### Data supplied

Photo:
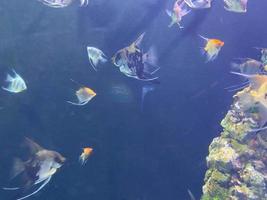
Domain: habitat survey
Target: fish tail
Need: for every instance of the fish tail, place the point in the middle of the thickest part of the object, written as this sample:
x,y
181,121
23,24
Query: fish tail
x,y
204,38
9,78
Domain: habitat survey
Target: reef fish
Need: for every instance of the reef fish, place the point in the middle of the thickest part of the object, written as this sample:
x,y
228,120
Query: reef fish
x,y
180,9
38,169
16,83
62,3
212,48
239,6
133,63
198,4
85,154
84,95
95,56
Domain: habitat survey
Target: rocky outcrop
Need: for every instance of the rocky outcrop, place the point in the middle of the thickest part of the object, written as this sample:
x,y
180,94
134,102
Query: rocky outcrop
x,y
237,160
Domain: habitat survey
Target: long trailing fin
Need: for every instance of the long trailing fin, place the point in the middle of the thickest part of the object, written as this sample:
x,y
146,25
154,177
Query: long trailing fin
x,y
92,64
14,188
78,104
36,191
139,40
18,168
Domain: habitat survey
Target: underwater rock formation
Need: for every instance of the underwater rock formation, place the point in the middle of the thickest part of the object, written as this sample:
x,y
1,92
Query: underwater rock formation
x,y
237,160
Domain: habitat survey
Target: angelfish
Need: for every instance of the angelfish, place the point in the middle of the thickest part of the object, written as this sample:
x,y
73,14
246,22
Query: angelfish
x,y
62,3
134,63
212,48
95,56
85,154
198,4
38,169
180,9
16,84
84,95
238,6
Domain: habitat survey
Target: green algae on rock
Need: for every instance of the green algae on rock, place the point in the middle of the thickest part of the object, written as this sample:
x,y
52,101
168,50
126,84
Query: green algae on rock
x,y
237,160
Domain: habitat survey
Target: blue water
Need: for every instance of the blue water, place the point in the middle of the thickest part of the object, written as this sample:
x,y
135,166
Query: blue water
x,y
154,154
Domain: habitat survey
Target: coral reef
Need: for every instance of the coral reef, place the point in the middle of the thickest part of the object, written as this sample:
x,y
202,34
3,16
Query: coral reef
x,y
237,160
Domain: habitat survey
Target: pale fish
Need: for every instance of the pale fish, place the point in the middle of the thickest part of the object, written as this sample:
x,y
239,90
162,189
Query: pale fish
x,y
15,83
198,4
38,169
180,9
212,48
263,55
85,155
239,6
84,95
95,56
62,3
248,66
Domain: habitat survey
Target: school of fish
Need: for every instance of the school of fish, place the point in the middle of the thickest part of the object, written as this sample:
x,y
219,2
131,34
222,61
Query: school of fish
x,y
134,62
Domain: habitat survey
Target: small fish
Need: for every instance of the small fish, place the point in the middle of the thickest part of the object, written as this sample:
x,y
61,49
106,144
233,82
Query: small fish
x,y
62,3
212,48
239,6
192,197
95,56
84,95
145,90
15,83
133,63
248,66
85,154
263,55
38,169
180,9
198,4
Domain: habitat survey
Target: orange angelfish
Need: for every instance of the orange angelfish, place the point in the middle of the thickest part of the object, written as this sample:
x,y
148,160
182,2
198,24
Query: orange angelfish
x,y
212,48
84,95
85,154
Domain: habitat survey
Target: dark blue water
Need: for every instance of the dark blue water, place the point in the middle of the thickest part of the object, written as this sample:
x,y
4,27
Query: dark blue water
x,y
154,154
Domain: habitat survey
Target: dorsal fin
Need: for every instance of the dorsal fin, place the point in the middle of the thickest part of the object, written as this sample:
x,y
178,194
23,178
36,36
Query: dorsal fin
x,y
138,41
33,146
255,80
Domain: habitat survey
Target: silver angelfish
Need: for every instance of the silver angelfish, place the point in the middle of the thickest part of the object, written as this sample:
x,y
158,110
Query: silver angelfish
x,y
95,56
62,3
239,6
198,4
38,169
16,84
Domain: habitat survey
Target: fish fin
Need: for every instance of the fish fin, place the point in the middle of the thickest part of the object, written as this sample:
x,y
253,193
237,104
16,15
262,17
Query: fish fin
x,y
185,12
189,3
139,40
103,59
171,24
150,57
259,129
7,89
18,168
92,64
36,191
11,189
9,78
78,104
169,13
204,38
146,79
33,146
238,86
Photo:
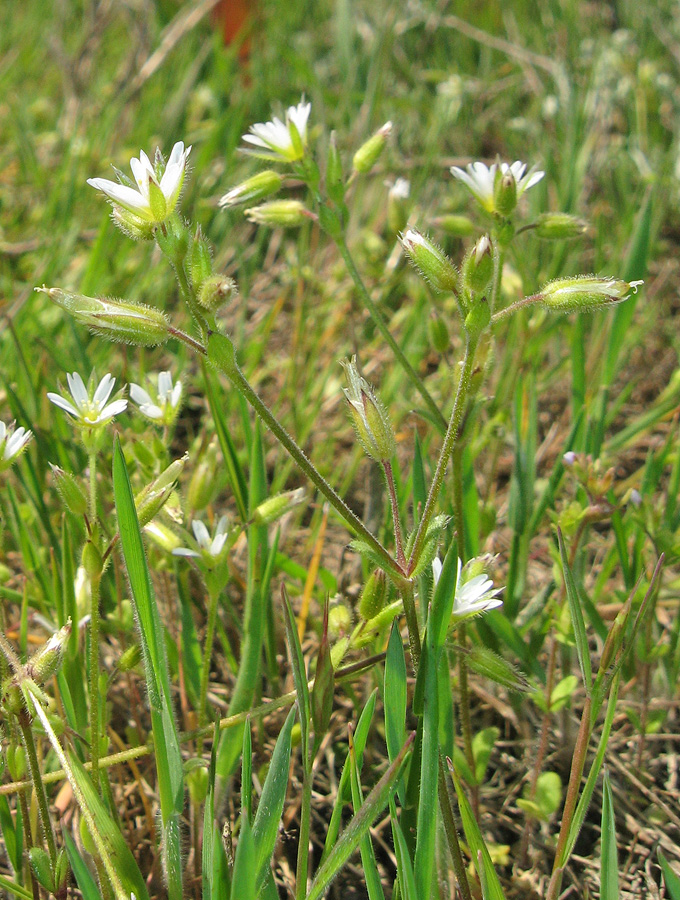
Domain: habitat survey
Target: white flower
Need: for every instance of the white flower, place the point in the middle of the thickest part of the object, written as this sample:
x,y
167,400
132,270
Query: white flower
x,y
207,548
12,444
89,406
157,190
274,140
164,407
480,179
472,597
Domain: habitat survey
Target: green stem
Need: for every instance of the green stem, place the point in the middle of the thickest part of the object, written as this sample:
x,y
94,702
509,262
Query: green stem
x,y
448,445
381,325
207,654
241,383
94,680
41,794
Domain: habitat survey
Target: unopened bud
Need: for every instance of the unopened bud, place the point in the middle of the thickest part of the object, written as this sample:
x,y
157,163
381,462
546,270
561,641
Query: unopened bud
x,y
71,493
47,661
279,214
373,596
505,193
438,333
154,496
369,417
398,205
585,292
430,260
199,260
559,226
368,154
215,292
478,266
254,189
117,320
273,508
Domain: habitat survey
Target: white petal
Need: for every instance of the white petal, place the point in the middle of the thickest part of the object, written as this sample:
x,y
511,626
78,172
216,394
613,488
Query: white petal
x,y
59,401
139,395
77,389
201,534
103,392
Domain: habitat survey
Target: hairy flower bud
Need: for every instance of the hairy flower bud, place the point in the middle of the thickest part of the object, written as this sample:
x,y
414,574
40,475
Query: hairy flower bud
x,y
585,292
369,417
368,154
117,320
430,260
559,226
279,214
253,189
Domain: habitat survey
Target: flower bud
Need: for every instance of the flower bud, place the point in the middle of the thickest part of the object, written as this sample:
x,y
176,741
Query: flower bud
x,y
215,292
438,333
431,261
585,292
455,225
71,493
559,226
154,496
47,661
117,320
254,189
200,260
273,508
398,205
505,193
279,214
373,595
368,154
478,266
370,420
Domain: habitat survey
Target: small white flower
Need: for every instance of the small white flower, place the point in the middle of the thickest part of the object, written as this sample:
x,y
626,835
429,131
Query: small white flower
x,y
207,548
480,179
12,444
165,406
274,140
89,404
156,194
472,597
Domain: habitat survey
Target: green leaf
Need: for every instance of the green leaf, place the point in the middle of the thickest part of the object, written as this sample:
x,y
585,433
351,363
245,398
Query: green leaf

### Your objective
Transcribe the material exactly, keeping every word and none of the pictures.

### Task solution
Photo:
Domain: habitat survey
Target: fish tail
Need: for every instance of the fish tail, place the point in the middle of the thickest part of the object, written as this sample:
x,y
181,121
23,24
Query: fish tail
x,y
204,38
9,78
Domain: habitat survey
Target: reef fish
Need: for every instance of the reef fish, place the point in the middle of the thickest part of the object, written as this sample:
x,y
228,120
Query: reef fish
x,y
180,9
38,169
16,83
62,3
212,48
239,6
133,63
198,4
85,154
84,95
95,56
Domain: habitat survey
Target: rocky outcrop
Need: for every instance of the rocky outcrop, place the point in the middle of the thickest part of the object, written as this sample:
x,y
180,94
134,102
Query: rocky outcrop
x,y
237,160
Domain: habitat survey
Target: long trailing fin
Need: for every instance of the long trailing fin, place the point in the middle of the thickest part of the object, written as this sample:
x,y
146,25
154,177
Query: long trailing fin
x,y
92,64
14,188
78,104
36,191
139,40
18,168
Domain: habitat survey
Target: underwater rock formation
Need: for every instance of the underwater rock formation, place the point in the middle of the thickest part of the object, written as this sample:
x,y
1,92
Query: underwater rock formation
x,y
237,160
Domain: habitat survey
Target: angelfish
Need: for every instance of the angelfish, place the point in the middle of the thickest part of the object, written as this sample:
x,y
73,14
246,22
Query: angelfish
x,y
62,3
134,63
212,48
95,56
85,154
198,4
38,169
180,9
16,84
84,95
238,6
Domain: habitat survey
Target: green algae on rock
Need: for every instance of the green algae on rock, place the point in the middle of the thickest part of the object, written as this sample:
x,y
52,101
168,50
126,84
Query: green algae on rock
x,y
237,160
Domain: habitat survey
Target: blue water
Need: for every instance of the blue water, place the point in the middle of the thickest part of the object, written as this sample:
x,y
135,166
Query: blue water
x,y
154,154
Domain: habitat survey
Target: coral reef
Need: for every instance of the coral reef, place the point in the middle of the thickest part of the object, written as this sample:
x,y
202,34
3,16
Query: coral reef
x,y
237,160
Domain: habitat survey
Target: pale fish
Need: for every instance of the pale fish, place the point in the middle of the thickest part of the object, written as this sample:
x,y
239,90
162,189
Query: pale fish
x,y
15,83
198,4
38,169
180,9
212,48
263,55
85,155
239,6
84,95
95,56
62,3
248,66
Domain: habitat survey
Target: school of fish
Need: for every instance of the school of fish, place the point in the middle of the thickest part of the object, written as this sample:
x,y
219,2
131,34
222,61
Query: school of fish
x,y
134,62
Domain: habitat survey
Target: small fish
Need: for every instance of the small fish, place the point in the middle of the thickest part of the object, written as this sample:
x,y
61,49
106,144
233,82
Query: small fish
x,y
62,3
212,48
239,6
192,197
95,56
84,95
145,90
15,83
133,63
248,66
85,154
263,55
38,169
180,9
198,4
Domain: habitat survey
Target: orange angelfish
Need: for every instance of the orange angelfish, place the point in the middle of the thickest part of the object, written as this sample:
x,y
148,160
182,2
198,24
Query: orange angelfish
x,y
212,48
84,95
85,154
Domain: habitat survey
Target: dark blue water
Need: for every instance of the dark blue water, place the point in the middle of the thickest part of the object, written as this sample:
x,y
4,27
Query: dark blue water
x,y
154,154
Domain: habitat survey
Target: dorsal fin
Need: for every instance of the dorsal fin, place the point in the middle of the thickest part of the object, written as this sample:
x,y
178,194
23,178
36,36
Query: dorsal fin
x,y
138,41
33,146
255,80
Domain: habitat survey
Target: silver angelfish
Need: for every instance of the silver angelfish, place the point in the middle of the thickest part of the object, written as this sample:
x,y
158,110
Query: silver angelfish
x,y
95,56
62,3
239,6
198,4
38,169
16,84
Domain: habitat survey
Target: fish fin
Need: for every instance of the fish fin, place the point in the middle of the thickest part of the object, written as this sample:
x,y
253,193
237,104
16,15
262,17
Query: fish fin
x,y
185,12
189,3
139,40
103,59
171,24
150,57
259,129
7,89
18,168
92,64
36,191
11,189
9,78
78,104
169,13
204,38
146,79
33,146
238,86
Photo:
Domain: habitat survey
Target: white flower
Need: for every instance of the white flower, place the point in the middle of the thickest part of the object, written as this sample:
x,y
167,400
132,270
Query: white flower
x,y
207,548
12,444
89,406
157,190
274,140
164,407
480,179
472,597
Domain: habitat survey
Target: green stem
Need: for every instance of the green stem, place the point in the middle of the thickest part of the object, written as this sample:
x,y
94,702
509,262
Query: green stem
x,y
448,445
381,325
207,654
241,383
94,680
41,794
Domain: habitat survey
Target: unopened bud
Need: for every instance of the unopened bud, place the point in the middle of the thickest part of the object, written as this sample:
x,y
157,163
381,462
546,270
561,641
Query: unopened bud
x,y
71,493
47,661
279,214
373,596
505,193
438,333
154,496
369,417
398,205
585,292
430,260
199,260
559,226
368,154
215,292
478,266
254,189
117,320
273,508
Domain: habitat survey
Target: white petal
Need: for every instance of the white petal, place the point in the middle of the thickest part of the object, written as this sample:
x,y
511,626
78,172
216,394
613,488
Query: white petal
x,y
59,401
139,395
77,389
201,534
103,392
Domain: habitat survey
Target: hairy flower bud
Need: for every instance of the hairy flower bud, place the point in the middle of the thickest part of the object, written as this sample:
x,y
414,574
40,475
Query: hairy flower bud
x,y
585,292
369,417
368,154
117,320
430,260
559,226
279,214
253,189
Domain: habitat survey
Target: flower bud
Need: for every instance of the flower bud, place the point in the middle of the thickest part of the object, written as this sample:
x,y
176,741
Query: flower bud
x,y
215,292
438,333
431,261
585,292
455,225
71,493
559,226
154,496
47,661
117,320
254,189
200,260
273,508
398,205
505,193
279,214
373,595
368,154
478,266
370,420
Domain: habitat survey
Target: small white flower
Need: for every instance of the small white flower, place the point in the middle of the thickest part of the object, written as this sample:
x,y
626,835
429,131
Query: small white flower
x,y
207,548
480,179
12,444
165,406
274,140
89,404
156,194
472,597
Domain: habitat survey
Target: green leaf
Need: for every instance of the green leaf, place the point in the middle of the thickest part of the object, written as this sample:
x,y
585,433
351,363
245,398
Query: green leaf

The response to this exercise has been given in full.